>> Start Text to read

CUDA Tutorial 03

The basics of getting CUDA devices to do what you want them to




Martin A. Kruse - June 2013 / Februrary 2014




This document is available as PDF, which is easier to read than this version.
Source code and additional files concerned with this session can be obtained here.
The entire collection of tutorials including source code files can be found here.




The procedure to communicate and give instructions to the CUDA device is very simple. Just think of the device as a second, slightly different computer inside your host computer. In the last lesson, we used a new feature of CUDA 6.0, which is called unified memory. While this is a very convenient concept, it hides the fact that GPU and CPU are using quite different memories. The memory for the GPU is stored on the graphics card whereas the memory for the CPU is stored on the mainboard of your computer. They are connected via the PCI-E-Bus, so you can push data from one to the other, but be aware that this has to be done also when using unified memory, even if you as programmer do not see that.

Memory transfer might very well be what is limiting the processing speed. This is in fact what limits most of my own programs, so learning and understanding the concept of two seperate memories should be worth your time. That is even more true so as it is not very complicated. Just try to minimize communication between host (CPU) and device (GPU).

If you just want to try out some idea you might have, go on and use unified memory. It most probably speeds up things significantly and frees up time for you to find your solution instead of you waiting for the program to finish (which, I know, many of you do from time to time).

If you need an even more efficient program you might want to go the (not much) harder way of addressing device and host memory seperately. This is the procedure followed during the remainder of the lessons, because I prefer working that way .

In this lesson you will be doing the same as in the previous one, just with seperate addressing of device and host memory. As I wrote this lesson before the last one, some things you will already know.

The basic idea of any CUDA program is very straighforward:

  1. Prepare some data in your host (your computer) / prepare unified memory
  2. Copy that data to the CUDA device (your graphics card)
  3. Tell the device to manipulate that data
  4. Copy the results back to the host
  5. Do some more stuff to the results

With unified memory, you simply skip steps 2 and 4.

>> End Text to read

Brief 1:
Which lines of the listing contain the string "house"? Show each of them, treating case as significant.
The CUDA tutorial and the listing are unrelated material.

>> Start Data to use

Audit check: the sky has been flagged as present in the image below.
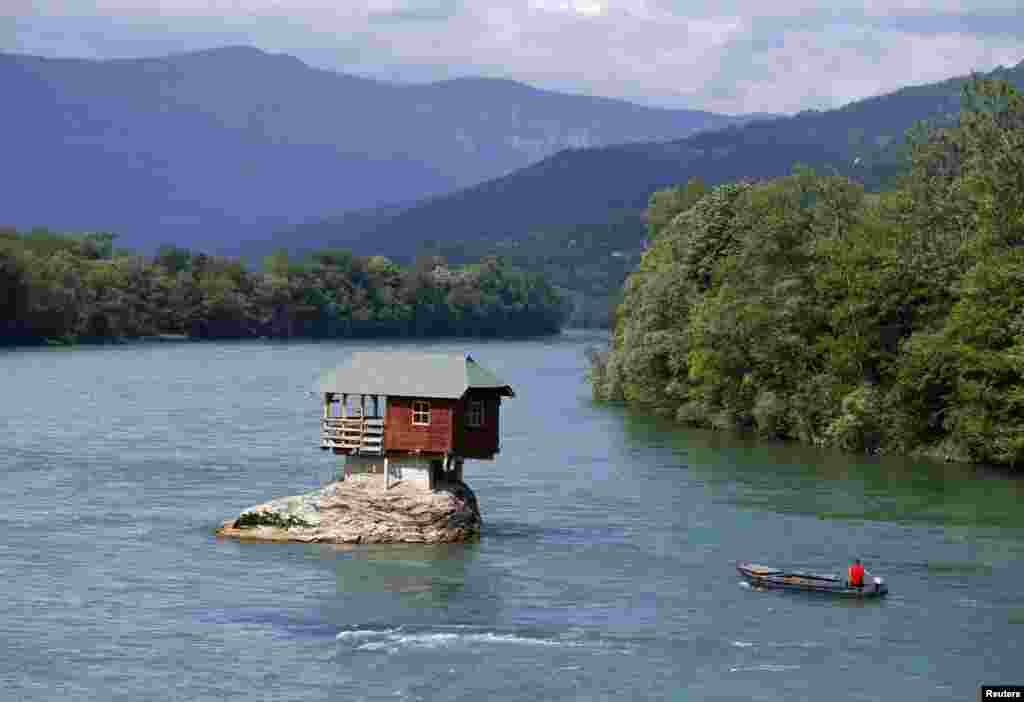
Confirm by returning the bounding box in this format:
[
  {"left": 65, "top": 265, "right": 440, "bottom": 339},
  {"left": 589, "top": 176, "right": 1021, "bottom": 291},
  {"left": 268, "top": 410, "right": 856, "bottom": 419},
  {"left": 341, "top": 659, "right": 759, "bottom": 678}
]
[{"left": 0, "top": 0, "right": 1024, "bottom": 114}]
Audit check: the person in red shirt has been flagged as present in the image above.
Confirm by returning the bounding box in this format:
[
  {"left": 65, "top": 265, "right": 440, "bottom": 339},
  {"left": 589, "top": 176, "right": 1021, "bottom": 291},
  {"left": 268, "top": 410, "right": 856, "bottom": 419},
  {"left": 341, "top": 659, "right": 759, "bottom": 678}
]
[{"left": 847, "top": 558, "right": 864, "bottom": 587}]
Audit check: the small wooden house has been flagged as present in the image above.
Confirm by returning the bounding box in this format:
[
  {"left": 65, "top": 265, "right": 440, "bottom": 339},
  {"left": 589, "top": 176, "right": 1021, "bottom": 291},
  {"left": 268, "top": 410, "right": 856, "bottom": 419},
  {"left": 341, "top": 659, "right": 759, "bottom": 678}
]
[{"left": 319, "top": 352, "right": 515, "bottom": 489}]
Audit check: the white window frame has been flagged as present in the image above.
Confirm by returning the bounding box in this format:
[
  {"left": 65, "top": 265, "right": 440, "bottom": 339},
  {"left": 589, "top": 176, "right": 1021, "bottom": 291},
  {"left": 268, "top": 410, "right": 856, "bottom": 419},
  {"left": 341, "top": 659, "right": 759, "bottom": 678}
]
[
  {"left": 466, "top": 400, "right": 485, "bottom": 429},
  {"left": 413, "top": 400, "right": 430, "bottom": 427}
]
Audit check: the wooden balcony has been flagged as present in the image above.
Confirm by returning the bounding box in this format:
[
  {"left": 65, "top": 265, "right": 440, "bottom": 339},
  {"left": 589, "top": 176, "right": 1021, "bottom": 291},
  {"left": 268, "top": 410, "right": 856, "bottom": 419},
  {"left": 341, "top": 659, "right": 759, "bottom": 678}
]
[{"left": 321, "top": 416, "right": 384, "bottom": 455}]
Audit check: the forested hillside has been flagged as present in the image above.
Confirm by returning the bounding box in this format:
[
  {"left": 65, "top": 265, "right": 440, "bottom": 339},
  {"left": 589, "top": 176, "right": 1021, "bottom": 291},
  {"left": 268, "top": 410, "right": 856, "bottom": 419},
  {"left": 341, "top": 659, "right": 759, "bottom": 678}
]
[
  {"left": 592, "top": 78, "right": 1024, "bottom": 466},
  {"left": 279, "top": 62, "right": 1024, "bottom": 324},
  {"left": 0, "top": 230, "right": 561, "bottom": 345}
]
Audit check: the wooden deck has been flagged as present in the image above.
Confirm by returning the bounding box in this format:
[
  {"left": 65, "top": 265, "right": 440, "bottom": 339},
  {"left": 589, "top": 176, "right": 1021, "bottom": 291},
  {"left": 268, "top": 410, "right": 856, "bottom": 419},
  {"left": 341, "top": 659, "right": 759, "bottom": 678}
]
[{"left": 321, "top": 418, "right": 384, "bottom": 455}]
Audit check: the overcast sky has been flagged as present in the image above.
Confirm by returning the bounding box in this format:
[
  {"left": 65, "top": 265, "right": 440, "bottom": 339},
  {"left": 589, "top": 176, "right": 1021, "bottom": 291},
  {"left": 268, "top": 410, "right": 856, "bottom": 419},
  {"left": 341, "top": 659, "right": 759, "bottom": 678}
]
[{"left": 0, "top": 0, "right": 1024, "bottom": 113}]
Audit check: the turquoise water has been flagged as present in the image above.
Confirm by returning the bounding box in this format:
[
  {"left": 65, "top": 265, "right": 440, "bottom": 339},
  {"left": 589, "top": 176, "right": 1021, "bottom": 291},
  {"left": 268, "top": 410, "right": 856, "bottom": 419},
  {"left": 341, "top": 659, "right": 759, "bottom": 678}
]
[{"left": 0, "top": 334, "right": 1024, "bottom": 701}]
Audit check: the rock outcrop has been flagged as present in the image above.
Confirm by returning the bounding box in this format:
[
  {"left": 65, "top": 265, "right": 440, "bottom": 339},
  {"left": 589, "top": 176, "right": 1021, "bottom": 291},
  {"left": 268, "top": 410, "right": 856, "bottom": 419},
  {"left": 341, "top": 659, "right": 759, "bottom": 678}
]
[{"left": 217, "top": 475, "right": 480, "bottom": 543}]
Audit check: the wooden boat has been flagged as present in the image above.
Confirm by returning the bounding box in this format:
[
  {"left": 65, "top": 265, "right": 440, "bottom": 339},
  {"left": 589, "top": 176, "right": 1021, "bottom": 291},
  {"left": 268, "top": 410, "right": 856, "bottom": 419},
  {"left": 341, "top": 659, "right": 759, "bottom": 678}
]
[{"left": 736, "top": 563, "right": 889, "bottom": 598}]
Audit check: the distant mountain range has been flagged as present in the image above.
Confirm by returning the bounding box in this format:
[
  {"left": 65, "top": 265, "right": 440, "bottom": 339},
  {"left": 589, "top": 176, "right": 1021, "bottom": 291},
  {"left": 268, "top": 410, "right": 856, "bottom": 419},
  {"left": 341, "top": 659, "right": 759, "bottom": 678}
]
[
  {"left": 0, "top": 47, "right": 761, "bottom": 250},
  {"left": 276, "top": 61, "right": 1024, "bottom": 257},
  {"left": 268, "top": 61, "right": 1024, "bottom": 323}
]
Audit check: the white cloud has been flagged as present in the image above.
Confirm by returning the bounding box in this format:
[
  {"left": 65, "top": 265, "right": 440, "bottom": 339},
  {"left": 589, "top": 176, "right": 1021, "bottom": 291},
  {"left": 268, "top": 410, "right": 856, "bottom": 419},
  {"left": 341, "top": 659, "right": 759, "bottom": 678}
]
[{"left": 8, "top": 0, "right": 1024, "bottom": 112}]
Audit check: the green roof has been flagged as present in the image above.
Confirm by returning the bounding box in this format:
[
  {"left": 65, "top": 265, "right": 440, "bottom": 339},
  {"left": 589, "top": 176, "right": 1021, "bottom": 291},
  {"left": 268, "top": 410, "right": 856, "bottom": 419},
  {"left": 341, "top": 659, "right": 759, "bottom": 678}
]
[{"left": 317, "top": 351, "right": 515, "bottom": 399}]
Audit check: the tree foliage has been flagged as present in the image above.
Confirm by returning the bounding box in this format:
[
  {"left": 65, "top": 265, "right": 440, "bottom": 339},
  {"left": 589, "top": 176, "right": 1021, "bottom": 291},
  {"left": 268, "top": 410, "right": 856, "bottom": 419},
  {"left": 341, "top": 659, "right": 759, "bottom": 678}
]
[
  {"left": 591, "top": 80, "right": 1024, "bottom": 465},
  {"left": 0, "top": 236, "right": 561, "bottom": 344}
]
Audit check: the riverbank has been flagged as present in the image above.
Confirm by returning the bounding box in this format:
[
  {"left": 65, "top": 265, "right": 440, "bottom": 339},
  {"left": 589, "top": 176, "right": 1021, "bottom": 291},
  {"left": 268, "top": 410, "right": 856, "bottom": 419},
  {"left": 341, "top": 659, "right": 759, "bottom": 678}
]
[{"left": 217, "top": 475, "right": 481, "bottom": 543}]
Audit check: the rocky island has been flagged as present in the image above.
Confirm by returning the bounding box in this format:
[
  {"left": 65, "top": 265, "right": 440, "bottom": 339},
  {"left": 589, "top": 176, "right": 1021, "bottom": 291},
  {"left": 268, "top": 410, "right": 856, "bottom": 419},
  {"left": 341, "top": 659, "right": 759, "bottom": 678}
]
[{"left": 217, "top": 474, "right": 481, "bottom": 543}]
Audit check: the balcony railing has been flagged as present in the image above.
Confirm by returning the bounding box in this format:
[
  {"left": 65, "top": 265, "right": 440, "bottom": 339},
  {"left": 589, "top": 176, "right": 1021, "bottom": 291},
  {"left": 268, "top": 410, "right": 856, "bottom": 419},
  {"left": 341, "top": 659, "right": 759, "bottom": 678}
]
[{"left": 321, "top": 416, "right": 384, "bottom": 455}]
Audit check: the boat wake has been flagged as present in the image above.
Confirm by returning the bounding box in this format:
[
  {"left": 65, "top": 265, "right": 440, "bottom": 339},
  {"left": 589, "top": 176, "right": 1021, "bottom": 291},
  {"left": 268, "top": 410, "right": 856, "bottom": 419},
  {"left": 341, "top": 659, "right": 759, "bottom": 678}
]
[{"left": 335, "top": 626, "right": 607, "bottom": 654}]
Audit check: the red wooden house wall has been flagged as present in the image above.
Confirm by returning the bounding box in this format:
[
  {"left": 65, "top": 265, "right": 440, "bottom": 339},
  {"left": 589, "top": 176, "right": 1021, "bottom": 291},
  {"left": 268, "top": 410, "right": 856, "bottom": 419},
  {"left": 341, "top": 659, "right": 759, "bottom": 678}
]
[
  {"left": 384, "top": 391, "right": 501, "bottom": 458},
  {"left": 453, "top": 391, "right": 502, "bottom": 458},
  {"left": 384, "top": 396, "right": 456, "bottom": 453}
]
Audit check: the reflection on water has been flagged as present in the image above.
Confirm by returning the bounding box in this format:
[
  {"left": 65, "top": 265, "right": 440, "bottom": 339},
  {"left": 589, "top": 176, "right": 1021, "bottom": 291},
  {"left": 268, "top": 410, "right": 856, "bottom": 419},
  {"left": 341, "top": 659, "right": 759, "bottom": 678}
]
[
  {"left": 623, "top": 412, "right": 1024, "bottom": 529},
  {"left": 0, "top": 334, "right": 1024, "bottom": 702}
]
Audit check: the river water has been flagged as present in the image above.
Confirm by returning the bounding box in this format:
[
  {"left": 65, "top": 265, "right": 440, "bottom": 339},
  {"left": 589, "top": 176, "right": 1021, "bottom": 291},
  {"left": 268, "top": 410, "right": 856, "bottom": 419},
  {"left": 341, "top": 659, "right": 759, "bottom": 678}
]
[{"left": 0, "top": 333, "right": 1024, "bottom": 702}]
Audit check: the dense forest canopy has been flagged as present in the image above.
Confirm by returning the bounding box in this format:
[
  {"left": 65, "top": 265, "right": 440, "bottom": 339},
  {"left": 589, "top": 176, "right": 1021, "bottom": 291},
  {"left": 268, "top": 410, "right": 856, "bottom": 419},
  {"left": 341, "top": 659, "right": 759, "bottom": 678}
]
[
  {"left": 0, "top": 229, "right": 561, "bottom": 344},
  {"left": 592, "top": 80, "right": 1024, "bottom": 466}
]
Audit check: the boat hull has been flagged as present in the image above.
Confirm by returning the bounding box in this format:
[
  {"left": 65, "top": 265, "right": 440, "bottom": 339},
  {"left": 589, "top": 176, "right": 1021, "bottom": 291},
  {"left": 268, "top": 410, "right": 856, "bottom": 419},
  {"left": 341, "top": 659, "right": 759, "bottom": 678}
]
[{"left": 736, "top": 563, "right": 889, "bottom": 598}]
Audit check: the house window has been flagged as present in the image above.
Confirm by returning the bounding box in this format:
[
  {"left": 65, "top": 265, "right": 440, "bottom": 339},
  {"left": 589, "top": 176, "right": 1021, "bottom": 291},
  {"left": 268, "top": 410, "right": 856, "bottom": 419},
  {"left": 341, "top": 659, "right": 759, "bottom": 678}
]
[
  {"left": 413, "top": 400, "right": 430, "bottom": 426},
  {"left": 466, "top": 400, "right": 483, "bottom": 427}
]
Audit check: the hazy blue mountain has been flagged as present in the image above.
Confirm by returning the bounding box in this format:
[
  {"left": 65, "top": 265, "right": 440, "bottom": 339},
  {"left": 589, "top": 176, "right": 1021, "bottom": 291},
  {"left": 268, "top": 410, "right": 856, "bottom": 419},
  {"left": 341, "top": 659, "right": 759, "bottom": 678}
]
[
  {"left": 0, "top": 48, "right": 757, "bottom": 249},
  {"left": 278, "top": 62, "right": 1024, "bottom": 256},
  {"left": 274, "top": 62, "right": 1024, "bottom": 320}
]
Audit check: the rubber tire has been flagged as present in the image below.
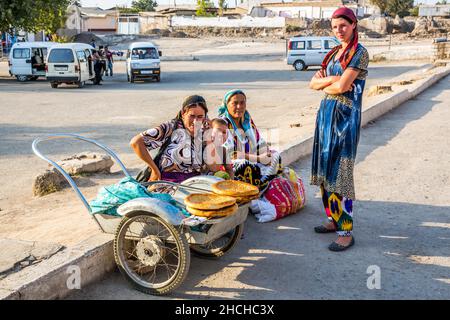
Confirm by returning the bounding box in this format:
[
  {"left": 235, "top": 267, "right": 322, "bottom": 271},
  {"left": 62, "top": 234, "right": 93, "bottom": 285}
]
[
  {"left": 293, "top": 60, "right": 308, "bottom": 71},
  {"left": 114, "top": 211, "right": 191, "bottom": 296},
  {"left": 16, "top": 75, "right": 30, "bottom": 82},
  {"left": 191, "top": 223, "right": 244, "bottom": 259}
]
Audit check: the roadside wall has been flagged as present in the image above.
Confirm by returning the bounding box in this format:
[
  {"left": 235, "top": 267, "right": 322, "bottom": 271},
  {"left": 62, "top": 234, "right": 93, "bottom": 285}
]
[{"left": 171, "top": 16, "right": 286, "bottom": 28}]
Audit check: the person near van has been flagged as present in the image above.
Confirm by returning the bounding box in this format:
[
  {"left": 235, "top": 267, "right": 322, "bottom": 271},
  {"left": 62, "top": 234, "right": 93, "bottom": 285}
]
[
  {"left": 218, "top": 90, "right": 281, "bottom": 190},
  {"left": 92, "top": 50, "right": 103, "bottom": 86},
  {"left": 105, "top": 46, "right": 114, "bottom": 77},
  {"left": 130, "top": 95, "right": 209, "bottom": 183},
  {"left": 310, "top": 7, "right": 369, "bottom": 251}
]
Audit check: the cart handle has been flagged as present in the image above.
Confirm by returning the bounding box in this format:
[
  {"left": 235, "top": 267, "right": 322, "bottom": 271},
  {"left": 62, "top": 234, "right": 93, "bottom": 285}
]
[{"left": 32, "top": 133, "right": 131, "bottom": 214}]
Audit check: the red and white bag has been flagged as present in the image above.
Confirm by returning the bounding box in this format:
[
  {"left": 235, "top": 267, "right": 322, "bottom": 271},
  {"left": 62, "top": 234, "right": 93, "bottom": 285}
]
[{"left": 264, "top": 169, "right": 306, "bottom": 220}]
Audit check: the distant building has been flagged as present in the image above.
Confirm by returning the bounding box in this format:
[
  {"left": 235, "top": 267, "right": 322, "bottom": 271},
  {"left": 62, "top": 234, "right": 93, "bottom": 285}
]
[
  {"left": 419, "top": 4, "right": 450, "bottom": 17},
  {"left": 250, "top": 0, "right": 364, "bottom": 19}
]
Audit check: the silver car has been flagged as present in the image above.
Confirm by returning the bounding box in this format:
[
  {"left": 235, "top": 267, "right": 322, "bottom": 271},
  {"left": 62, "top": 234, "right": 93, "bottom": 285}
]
[{"left": 286, "top": 37, "right": 339, "bottom": 71}]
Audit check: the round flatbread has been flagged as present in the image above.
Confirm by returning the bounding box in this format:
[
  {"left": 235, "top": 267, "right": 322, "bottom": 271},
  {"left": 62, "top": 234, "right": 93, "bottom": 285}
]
[
  {"left": 186, "top": 204, "right": 239, "bottom": 218},
  {"left": 211, "top": 180, "right": 259, "bottom": 197},
  {"left": 184, "top": 193, "right": 236, "bottom": 210},
  {"left": 236, "top": 194, "right": 259, "bottom": 204}
]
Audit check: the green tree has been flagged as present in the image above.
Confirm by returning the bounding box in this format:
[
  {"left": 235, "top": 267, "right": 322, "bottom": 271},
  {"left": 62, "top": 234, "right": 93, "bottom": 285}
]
[
  {"left": 387, "top": 0, "right": 414, "bottom": 17},
  {"left": 219, "top": 0, "right": 228, "bottom": 16},
  {"left": 131, "top": 0, "right": 158, "bottom": 12},
  {"left": 0, "top": 0, "right": 71, "bottom": 33},
  {"left": 195, "top": 0, "right": 212, "bottom": 17},
  {"left": 370, "top": 0, "right": 389, "bottom": 13}
]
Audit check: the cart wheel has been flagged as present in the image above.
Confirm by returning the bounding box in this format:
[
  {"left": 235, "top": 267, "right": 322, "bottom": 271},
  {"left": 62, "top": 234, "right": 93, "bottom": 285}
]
[
  {"left": 191, "top": 223, "right": 244, "bottom": 258},
  {"left": 114, "top": 212, "right": 191, "bottom": 295}
]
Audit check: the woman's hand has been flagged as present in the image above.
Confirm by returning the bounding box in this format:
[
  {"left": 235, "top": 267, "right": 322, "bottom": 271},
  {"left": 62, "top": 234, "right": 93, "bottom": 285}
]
[
  {"left": 314, "top": 69, "right": 326, "bottom": 79},
  {"left": 148, "top": 168, "right": 161, "bottom": 181}
]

>> End Data to use

Brief 2:
Answer these questions about the CUDA tutorial:
(a) What connects the GPU memory and the CPU memory?
(b) Which steps of the basic procedure can be skipped with unified memory?
(c) What limits most of the writer's own programs?

Response 1:
Audit check: the small wooden house has been flagged as present in the image above.
Audit check: the red wooden house wall has been flagged as present in the image above.
Audit check: the house window has been flagged as present in the image above.

Response 2:
(a) The PCI-E-Bus.
(b) Steps 2 and 4: copying the data to the CUDA device and copying the results back to the host.
(c) Memory transfer.